*Şekil işaretleme kayıtları:*
============

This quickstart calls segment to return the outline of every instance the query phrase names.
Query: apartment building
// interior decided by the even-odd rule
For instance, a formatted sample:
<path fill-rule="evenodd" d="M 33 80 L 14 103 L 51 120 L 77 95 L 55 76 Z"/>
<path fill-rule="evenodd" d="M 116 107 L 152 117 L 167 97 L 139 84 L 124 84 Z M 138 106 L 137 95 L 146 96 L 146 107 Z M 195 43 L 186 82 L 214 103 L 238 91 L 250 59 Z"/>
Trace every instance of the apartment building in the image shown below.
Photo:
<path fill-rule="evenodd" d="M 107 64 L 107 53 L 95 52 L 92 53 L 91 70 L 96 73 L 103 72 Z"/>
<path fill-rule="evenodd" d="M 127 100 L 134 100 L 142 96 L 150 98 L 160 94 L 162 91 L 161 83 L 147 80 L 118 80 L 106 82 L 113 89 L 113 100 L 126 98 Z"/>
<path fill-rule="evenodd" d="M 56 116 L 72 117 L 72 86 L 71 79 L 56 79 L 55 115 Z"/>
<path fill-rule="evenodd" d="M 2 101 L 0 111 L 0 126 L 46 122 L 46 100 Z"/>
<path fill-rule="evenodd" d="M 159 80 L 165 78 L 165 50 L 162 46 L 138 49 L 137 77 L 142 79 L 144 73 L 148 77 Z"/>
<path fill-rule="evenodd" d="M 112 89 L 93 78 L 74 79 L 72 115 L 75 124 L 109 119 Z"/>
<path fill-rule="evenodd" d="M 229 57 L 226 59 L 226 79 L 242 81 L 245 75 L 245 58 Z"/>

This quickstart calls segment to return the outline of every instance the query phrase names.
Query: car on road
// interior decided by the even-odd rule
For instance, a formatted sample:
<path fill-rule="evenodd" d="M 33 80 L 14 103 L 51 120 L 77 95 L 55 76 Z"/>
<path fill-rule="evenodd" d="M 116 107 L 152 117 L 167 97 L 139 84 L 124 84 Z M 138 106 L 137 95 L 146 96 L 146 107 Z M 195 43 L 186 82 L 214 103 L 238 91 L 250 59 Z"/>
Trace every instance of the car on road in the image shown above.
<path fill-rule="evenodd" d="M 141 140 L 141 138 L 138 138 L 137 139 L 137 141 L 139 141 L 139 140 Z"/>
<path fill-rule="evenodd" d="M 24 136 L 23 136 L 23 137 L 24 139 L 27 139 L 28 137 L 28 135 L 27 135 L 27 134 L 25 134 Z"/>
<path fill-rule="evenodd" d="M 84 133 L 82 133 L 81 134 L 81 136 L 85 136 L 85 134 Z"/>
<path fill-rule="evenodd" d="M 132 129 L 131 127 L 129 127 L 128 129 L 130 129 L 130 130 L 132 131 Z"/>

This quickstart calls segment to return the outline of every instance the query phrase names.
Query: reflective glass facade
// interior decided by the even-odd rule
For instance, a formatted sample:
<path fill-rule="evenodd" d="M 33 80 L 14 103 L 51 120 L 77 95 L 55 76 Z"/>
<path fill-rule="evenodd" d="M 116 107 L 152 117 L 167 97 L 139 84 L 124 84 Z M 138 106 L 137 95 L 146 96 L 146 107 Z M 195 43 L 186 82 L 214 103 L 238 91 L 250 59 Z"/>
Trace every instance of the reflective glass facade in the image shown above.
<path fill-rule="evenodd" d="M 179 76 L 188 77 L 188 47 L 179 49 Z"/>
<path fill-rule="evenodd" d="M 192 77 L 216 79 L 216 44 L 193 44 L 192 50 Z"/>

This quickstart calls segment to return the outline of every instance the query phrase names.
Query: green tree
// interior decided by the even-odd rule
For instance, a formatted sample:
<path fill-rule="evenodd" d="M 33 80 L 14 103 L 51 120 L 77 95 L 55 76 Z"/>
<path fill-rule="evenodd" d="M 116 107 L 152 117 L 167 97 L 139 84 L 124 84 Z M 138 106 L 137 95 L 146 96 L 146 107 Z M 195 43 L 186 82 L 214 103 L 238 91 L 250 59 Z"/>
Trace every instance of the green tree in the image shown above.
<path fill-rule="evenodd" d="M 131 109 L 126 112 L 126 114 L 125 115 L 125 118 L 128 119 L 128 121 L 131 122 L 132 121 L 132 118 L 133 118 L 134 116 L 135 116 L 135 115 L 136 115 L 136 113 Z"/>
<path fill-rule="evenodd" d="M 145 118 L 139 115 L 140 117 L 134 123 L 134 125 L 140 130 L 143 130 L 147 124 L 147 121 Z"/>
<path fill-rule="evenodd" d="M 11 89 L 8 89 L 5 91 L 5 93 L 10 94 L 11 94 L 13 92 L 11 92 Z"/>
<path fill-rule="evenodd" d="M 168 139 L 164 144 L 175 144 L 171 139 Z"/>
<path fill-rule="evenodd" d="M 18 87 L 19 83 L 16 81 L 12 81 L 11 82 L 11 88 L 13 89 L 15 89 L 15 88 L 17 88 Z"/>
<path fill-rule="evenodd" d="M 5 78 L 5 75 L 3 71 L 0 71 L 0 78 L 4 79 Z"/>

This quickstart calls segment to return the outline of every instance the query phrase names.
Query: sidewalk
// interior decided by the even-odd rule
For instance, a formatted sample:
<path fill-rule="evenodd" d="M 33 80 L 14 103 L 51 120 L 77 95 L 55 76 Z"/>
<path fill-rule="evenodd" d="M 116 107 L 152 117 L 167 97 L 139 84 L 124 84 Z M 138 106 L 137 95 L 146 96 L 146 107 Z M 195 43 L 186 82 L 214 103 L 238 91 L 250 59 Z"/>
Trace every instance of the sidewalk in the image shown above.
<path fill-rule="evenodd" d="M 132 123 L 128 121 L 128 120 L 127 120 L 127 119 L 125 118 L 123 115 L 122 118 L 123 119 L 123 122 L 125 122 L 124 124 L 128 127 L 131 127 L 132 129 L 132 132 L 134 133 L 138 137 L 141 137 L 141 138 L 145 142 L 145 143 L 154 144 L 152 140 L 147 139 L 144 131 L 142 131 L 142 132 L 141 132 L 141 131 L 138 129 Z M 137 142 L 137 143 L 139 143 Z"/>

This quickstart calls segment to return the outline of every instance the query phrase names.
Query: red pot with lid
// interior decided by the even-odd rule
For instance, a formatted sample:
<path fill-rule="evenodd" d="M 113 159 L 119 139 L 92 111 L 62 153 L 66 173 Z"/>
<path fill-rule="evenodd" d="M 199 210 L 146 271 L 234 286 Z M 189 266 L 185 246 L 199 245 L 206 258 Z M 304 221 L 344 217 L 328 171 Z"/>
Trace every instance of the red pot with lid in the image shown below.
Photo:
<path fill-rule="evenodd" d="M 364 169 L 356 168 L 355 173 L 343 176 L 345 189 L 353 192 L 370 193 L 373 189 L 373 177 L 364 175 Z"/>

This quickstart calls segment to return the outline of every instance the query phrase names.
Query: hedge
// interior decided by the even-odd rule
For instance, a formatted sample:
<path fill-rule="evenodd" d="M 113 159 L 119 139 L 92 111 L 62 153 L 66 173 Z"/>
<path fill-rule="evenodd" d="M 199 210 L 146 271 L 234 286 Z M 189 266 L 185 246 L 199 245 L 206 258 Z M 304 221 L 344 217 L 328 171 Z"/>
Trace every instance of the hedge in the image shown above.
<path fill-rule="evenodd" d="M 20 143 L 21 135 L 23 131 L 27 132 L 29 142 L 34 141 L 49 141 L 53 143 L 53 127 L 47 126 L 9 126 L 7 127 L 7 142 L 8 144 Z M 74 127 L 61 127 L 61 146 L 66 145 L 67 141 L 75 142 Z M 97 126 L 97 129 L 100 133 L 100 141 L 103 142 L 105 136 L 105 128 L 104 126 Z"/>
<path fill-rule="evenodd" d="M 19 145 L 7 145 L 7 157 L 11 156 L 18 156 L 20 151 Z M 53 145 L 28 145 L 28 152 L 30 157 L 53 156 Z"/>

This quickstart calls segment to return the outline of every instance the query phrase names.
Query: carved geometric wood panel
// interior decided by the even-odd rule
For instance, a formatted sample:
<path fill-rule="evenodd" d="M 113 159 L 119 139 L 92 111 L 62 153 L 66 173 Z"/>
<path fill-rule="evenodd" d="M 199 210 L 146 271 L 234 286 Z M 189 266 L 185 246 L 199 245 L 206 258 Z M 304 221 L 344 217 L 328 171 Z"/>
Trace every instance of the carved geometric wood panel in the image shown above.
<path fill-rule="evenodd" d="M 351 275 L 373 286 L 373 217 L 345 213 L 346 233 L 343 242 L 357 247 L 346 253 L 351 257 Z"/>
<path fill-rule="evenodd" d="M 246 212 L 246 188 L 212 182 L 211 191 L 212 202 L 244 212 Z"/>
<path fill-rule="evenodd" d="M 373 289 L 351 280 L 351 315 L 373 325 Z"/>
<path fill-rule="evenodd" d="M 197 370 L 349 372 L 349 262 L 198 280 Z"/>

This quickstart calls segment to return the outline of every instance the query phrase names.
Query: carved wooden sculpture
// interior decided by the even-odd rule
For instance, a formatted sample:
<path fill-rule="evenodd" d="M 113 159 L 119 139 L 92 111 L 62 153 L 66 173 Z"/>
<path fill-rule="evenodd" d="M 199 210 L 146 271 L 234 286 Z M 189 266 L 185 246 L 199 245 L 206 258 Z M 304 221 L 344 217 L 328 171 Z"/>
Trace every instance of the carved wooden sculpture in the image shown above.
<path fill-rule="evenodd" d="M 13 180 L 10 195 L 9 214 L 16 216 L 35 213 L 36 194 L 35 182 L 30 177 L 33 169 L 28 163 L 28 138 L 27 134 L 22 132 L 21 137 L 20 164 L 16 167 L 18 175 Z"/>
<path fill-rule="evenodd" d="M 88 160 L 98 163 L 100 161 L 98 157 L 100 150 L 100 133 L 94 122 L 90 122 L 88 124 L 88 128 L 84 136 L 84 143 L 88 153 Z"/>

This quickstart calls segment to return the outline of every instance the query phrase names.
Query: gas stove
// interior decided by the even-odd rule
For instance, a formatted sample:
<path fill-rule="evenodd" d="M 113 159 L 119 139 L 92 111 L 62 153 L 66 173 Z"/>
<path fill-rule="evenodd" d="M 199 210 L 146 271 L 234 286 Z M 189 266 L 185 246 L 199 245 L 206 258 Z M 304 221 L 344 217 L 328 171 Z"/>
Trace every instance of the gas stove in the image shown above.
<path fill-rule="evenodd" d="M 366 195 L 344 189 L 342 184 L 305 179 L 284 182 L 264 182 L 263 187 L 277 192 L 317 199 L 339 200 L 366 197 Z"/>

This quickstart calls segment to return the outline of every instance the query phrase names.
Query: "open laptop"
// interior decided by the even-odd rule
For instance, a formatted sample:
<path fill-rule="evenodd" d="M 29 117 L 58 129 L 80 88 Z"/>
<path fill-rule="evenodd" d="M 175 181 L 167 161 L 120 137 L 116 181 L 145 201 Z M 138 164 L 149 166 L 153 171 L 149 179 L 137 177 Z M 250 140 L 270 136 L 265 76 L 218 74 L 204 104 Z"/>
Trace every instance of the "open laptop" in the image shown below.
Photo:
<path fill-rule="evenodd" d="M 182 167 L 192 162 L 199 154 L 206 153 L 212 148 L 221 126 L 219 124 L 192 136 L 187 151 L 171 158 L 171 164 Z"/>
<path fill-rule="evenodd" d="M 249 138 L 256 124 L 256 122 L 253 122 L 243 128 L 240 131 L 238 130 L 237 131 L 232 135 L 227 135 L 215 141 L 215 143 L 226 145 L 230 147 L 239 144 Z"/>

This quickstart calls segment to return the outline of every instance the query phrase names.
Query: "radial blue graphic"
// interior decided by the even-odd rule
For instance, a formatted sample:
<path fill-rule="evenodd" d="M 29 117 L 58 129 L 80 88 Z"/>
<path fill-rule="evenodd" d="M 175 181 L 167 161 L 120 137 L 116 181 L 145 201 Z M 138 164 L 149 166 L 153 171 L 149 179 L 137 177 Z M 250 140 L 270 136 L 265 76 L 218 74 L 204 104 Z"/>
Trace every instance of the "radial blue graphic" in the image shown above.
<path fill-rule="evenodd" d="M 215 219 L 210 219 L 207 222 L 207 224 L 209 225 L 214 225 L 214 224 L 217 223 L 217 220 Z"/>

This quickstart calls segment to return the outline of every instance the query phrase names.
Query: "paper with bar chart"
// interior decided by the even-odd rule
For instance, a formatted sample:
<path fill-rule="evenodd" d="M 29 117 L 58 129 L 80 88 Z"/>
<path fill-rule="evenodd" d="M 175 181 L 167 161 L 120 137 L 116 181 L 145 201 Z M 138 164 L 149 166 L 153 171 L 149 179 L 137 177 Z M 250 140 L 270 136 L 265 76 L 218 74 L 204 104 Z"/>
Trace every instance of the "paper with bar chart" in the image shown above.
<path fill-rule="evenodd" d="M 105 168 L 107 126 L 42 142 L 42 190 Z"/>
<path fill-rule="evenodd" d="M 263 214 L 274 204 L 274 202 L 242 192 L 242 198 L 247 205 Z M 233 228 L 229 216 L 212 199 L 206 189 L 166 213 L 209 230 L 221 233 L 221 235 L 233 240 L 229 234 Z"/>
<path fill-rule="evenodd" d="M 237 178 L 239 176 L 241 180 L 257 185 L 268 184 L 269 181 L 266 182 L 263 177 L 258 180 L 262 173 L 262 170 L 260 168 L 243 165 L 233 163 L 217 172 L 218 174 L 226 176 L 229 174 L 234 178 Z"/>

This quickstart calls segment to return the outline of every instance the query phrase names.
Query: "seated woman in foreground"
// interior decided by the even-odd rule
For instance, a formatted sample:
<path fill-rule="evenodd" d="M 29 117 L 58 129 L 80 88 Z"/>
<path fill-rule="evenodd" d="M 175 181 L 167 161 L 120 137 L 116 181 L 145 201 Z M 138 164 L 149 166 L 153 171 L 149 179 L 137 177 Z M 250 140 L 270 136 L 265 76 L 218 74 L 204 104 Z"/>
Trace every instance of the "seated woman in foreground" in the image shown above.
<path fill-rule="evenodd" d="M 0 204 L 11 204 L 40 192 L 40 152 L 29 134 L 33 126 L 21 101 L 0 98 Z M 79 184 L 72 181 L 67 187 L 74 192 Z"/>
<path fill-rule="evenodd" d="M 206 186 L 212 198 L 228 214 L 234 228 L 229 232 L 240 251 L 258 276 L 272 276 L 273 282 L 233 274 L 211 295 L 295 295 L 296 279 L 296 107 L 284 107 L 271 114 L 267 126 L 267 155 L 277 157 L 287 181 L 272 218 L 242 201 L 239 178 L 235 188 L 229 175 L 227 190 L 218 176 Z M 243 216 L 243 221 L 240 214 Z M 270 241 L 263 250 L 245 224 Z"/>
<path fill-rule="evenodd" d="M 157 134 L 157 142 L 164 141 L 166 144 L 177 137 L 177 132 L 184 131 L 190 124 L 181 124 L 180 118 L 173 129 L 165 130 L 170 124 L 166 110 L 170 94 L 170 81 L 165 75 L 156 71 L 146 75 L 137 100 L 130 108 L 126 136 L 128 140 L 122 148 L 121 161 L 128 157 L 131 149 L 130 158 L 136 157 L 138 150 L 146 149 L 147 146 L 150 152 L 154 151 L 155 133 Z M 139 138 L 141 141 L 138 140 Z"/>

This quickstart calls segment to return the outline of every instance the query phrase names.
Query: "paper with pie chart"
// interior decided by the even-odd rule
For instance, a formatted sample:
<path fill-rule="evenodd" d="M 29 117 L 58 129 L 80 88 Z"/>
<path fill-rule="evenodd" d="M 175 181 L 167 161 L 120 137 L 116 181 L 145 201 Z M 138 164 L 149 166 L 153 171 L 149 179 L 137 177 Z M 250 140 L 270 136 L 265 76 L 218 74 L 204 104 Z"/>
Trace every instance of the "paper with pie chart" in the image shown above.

============

*Yapılacak görev:*
Materyalin başından "127 100 L 134" geçen satıra kadar, bu satır da dahil olmak üzere, tüm satırları hiçbir değişiklik yapmadan yeniden yazın.

*Alıştırma cevabı:*
This quickstart calls segment to return the outline of every instance the query phrase names.
Query: apartment building
// interior decided by the even-odd rule
For instance, a formatted sample:
<path fill-rule="evenodd" d="M 33 80 L 14 103 L 51 120 L 77 95 L 55 76 Z"/>
<path fill-rule="evenodd" d="M 116 107 L 152 117 L 167 97 L 139 84 L 124 84 Z M 138 106 L 137 95 L 146 96 L 146 107 Z M 195 43 L 186 82 L 214 103 L 238 91 L 250 59 Z"/>
Trace every instance of the apartment building in the image shown below.
Photo:
<path fill-rule="evenodd" d="M 107 64 L 107 53 L 95 52 L 92 53 L 91 70 L 96 73 L 103 72 Z"/>
<path fill-rule="evenodd" d="M 127 100 L 134 100 L 142 96 L 150 98 L 160 94 L 162 91 L 161 83 L 147 80 L 118 80 L 106 82 L 113 89 L 113 100 L 126 98 Z"/>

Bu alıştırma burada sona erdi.